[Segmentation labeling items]
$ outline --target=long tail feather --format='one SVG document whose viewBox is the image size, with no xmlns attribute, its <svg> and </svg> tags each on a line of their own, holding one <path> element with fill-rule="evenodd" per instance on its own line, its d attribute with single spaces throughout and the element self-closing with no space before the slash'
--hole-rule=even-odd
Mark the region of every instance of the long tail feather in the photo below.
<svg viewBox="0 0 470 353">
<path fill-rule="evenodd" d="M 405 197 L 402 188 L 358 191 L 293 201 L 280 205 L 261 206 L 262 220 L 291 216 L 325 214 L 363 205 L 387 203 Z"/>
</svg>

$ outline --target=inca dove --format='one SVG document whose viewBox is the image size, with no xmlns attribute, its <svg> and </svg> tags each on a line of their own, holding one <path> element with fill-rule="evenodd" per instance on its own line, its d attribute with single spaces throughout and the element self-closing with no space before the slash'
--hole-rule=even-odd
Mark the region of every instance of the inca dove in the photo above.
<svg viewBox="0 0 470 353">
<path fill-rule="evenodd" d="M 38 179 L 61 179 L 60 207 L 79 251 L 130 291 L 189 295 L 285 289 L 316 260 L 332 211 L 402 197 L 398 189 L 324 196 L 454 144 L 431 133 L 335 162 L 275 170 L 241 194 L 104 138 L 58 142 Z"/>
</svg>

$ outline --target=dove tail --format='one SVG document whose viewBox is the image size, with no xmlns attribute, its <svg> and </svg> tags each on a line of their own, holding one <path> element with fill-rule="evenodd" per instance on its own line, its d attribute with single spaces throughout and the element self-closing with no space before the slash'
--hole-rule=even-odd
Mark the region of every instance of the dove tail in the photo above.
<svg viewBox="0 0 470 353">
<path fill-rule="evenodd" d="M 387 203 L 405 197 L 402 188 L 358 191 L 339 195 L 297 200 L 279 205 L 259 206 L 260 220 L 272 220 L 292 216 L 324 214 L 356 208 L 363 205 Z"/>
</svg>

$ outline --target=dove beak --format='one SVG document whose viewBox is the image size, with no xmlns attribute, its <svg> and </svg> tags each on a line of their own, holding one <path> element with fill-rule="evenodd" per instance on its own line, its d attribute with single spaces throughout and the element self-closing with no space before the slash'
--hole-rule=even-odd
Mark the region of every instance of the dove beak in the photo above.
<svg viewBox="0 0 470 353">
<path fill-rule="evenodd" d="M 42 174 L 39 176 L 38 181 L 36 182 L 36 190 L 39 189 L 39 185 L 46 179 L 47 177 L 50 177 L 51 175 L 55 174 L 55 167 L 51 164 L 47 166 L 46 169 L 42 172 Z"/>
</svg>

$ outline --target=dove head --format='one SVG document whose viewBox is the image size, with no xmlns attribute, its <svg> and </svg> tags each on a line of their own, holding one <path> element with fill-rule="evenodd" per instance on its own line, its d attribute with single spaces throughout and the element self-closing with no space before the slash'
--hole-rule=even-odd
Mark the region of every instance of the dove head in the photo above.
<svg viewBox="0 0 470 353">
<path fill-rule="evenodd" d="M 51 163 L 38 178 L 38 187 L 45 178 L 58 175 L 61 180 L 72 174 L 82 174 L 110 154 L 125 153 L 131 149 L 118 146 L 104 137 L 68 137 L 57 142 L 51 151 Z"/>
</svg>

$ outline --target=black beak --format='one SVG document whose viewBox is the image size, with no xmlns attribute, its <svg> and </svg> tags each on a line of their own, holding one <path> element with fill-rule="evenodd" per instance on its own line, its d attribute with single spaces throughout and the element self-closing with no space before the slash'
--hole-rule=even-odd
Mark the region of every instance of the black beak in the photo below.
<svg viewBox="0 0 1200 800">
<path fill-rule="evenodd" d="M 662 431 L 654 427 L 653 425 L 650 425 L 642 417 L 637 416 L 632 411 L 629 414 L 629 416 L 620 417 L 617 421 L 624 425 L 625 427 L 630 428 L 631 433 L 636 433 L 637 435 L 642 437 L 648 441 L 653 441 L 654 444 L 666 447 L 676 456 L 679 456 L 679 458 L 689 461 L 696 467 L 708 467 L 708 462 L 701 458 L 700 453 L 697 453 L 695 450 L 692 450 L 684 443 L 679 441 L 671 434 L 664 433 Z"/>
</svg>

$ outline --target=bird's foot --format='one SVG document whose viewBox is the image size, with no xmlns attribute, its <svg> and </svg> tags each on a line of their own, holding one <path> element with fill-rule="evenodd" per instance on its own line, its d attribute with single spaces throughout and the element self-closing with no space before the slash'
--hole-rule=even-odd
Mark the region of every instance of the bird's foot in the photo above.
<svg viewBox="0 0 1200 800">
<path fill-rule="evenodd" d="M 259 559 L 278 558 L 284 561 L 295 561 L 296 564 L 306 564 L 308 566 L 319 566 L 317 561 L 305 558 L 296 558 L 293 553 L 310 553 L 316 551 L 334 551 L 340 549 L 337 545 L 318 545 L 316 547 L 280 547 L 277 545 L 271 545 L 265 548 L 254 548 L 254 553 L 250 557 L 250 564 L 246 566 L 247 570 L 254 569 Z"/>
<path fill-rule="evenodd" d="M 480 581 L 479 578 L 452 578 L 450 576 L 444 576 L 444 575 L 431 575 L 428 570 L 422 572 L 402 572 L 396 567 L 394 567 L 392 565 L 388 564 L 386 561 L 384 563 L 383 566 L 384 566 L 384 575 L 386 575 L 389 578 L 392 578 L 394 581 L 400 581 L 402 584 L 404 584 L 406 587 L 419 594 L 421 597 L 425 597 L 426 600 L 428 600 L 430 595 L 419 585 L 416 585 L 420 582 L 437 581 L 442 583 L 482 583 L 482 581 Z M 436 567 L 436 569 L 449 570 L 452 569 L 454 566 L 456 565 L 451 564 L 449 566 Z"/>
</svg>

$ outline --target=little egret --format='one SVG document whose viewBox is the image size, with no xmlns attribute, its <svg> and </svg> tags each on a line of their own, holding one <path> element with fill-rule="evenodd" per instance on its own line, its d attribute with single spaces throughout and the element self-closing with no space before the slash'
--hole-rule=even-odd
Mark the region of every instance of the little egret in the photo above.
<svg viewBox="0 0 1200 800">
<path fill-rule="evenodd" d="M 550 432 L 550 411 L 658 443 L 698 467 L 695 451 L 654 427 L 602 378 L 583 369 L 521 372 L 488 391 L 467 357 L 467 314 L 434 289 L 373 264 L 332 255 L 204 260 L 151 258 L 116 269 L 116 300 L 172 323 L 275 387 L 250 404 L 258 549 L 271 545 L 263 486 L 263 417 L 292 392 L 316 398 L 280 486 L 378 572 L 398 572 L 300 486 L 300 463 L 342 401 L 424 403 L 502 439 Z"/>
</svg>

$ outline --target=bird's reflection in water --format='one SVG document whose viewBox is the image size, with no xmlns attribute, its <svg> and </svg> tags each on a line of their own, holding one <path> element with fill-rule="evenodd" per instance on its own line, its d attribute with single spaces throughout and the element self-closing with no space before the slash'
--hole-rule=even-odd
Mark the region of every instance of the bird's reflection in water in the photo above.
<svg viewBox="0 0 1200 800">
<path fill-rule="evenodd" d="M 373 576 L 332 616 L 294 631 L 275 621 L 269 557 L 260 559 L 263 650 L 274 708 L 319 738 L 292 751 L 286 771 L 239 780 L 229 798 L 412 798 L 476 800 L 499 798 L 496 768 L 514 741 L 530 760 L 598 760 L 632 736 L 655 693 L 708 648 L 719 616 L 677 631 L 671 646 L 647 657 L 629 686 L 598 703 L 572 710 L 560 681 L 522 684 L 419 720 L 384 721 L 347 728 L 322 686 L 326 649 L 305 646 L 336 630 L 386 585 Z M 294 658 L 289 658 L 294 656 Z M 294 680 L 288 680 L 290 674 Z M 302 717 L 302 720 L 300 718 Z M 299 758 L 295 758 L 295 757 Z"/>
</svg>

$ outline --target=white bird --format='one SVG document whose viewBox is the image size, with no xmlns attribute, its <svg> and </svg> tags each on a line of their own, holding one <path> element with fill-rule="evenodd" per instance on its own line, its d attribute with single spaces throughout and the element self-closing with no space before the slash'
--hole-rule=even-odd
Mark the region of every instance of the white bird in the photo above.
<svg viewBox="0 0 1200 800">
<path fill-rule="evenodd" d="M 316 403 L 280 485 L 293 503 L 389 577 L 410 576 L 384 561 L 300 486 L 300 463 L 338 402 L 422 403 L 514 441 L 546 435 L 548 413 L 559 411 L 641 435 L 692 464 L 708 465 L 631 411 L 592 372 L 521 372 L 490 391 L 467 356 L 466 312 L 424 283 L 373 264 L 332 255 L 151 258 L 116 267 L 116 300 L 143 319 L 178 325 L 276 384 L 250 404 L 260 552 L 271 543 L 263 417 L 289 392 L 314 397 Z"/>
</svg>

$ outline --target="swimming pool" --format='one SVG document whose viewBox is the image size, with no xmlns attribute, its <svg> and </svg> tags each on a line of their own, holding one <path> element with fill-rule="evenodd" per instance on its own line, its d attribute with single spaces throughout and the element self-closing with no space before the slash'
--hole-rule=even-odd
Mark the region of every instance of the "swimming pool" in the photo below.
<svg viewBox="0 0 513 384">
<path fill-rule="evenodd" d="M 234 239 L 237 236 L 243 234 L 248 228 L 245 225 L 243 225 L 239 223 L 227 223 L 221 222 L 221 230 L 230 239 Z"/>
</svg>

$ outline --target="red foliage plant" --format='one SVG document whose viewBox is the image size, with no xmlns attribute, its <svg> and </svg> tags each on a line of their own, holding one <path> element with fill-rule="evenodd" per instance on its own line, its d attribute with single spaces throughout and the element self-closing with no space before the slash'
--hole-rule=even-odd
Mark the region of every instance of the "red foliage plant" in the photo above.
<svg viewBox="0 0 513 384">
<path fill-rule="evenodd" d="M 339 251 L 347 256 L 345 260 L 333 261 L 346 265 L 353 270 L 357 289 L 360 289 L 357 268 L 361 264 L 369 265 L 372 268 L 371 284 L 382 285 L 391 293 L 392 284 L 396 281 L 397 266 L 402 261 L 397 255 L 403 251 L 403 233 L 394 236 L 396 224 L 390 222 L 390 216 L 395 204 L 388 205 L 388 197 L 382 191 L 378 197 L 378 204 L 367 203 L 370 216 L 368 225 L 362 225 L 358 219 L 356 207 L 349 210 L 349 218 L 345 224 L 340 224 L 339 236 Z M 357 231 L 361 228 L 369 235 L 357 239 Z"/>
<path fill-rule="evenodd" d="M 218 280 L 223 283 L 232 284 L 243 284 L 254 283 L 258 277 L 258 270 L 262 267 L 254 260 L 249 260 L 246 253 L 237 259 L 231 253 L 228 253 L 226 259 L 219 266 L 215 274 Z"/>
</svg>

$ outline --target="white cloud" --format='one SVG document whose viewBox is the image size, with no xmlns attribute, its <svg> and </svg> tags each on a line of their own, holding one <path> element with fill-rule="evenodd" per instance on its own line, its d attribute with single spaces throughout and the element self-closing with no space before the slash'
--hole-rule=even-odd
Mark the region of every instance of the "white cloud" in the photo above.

### Description of the task:
Count how many lines of the data above contain the string "little". Reply with that number alone.

### The result:
2